(A block of data)

-=-=-=-=-

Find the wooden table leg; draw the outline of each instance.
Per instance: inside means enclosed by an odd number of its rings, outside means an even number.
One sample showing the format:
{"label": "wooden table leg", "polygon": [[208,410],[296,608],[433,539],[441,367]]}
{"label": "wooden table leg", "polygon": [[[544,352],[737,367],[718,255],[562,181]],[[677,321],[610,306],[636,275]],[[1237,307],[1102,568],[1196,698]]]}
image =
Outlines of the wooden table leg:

-=-=-=-=-

Work to do:
Write out the whole listing again, switching each "table leg" to "chair leg" and leaving everything else as it is.

Output of the task:
Find the wooden chair leg; draw the outline of each instance.
Per instance: inside means enclosed by an odd number of its rings, outside means an even number.
One sample showing the format:
{"label": "wooden chair leg", "polygon": [[208,410],[296,608],[433,539],[441,367]]}
{"label": "wooden chair leg", "polygon": [[[544,352],[737,367],[718,255],[562,181]],[[677,321],[610,306],[636,275]],[[1237,307],[1102,568],[1196,698]]]}
image =
Outlines of the wooden chair leg:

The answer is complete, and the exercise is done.